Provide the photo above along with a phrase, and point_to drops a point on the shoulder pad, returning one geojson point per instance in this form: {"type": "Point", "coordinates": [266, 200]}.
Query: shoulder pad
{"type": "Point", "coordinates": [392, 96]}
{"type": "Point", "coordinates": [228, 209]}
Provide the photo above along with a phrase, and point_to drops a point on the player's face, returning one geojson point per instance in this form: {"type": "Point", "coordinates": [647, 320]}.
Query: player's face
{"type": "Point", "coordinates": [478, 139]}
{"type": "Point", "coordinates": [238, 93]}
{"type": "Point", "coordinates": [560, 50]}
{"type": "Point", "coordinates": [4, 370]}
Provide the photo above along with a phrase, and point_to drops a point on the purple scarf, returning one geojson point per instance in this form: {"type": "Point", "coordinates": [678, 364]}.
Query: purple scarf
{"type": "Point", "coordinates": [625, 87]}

----

Directions for this task –
Start at the line with "Query: shoulder pad". Give that line and every line after it again, word for word, through the last line above.

Output of the task –
Query: shoulder pad
{"type": "Point", "coordinates": [392, 96]}
{"type": "Point", "coordinates": [228, 209]}
Provide the photo above along with a phrase, and point_to drops a point on the player's face, returning one geojson point per instance in this form: {"type": "Point", "coordinates": [647, 320]}.
Query: player's face
{"type": "Point", "coordinates": [478, 139]}
{"type": "Point", "coordinates": [238, 93]}
{"type": "Point", "coordinates": [560, 50]}
{"type": "Point", "coordinates": [4, 370]}
Provide the photo above along with a phrase, and point_to drops a point on the purple scarf, returning one geojson point per instance in this form: {"type": "Point", "coordinates": [678, 364]}.
Query: purple scarf
{"type": "Point", "coordinates": [625, 87]}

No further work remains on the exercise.